» What needs to be done
Copy every line from the material below that holds "uniform".

» Extracted records
- - - - -
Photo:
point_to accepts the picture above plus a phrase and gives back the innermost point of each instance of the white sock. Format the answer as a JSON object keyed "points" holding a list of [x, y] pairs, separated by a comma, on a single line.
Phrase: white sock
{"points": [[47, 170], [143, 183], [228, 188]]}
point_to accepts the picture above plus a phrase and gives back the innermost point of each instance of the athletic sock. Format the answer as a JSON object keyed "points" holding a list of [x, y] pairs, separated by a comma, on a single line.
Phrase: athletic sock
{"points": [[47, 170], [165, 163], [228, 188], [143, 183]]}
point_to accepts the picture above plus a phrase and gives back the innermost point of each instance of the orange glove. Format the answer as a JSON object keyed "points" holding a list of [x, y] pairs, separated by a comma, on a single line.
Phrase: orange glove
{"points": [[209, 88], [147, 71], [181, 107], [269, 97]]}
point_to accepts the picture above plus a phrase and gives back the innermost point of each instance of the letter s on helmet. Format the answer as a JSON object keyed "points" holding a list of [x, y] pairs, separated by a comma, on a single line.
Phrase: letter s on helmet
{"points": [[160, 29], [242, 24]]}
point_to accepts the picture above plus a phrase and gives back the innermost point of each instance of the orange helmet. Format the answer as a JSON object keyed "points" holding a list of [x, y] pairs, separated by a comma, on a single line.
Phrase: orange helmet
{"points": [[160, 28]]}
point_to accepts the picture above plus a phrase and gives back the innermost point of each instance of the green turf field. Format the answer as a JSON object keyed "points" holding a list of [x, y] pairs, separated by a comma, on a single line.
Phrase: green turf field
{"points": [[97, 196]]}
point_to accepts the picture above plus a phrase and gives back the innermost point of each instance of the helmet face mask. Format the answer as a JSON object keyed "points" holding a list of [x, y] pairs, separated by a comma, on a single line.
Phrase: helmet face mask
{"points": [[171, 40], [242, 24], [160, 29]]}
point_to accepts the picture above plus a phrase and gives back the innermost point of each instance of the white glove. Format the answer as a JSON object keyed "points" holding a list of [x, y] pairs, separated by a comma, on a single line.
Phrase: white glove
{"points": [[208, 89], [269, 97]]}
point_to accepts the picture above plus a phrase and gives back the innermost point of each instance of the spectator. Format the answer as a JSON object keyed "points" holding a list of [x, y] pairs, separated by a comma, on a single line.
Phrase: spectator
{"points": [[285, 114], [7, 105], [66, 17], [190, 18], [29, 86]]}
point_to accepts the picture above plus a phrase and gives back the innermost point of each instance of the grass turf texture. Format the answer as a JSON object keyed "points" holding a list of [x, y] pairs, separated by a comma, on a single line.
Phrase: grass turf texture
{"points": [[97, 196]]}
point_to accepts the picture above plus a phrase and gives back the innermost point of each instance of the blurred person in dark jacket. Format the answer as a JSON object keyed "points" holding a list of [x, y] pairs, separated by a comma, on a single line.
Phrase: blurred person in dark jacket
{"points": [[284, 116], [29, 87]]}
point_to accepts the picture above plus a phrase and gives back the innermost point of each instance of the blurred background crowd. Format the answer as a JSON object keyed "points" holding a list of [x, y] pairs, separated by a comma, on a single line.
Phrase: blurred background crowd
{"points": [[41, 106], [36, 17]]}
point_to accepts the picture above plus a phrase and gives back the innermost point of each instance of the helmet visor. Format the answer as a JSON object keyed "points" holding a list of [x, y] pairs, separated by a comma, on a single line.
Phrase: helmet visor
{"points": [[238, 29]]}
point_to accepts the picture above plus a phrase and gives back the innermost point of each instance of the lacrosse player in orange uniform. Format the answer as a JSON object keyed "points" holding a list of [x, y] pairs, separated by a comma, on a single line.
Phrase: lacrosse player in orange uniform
- - - - -
» Output for this exercise
point_to accepts the picture above plus a phrase and gives back the innermost point of each instance of the lacrosse player in orange uniform. Format the answer as a JSON object keyed "points" holding a list of [x, y] pairs, separated by a comma, on a single line.
Phrase: lacrosse player in orange uniform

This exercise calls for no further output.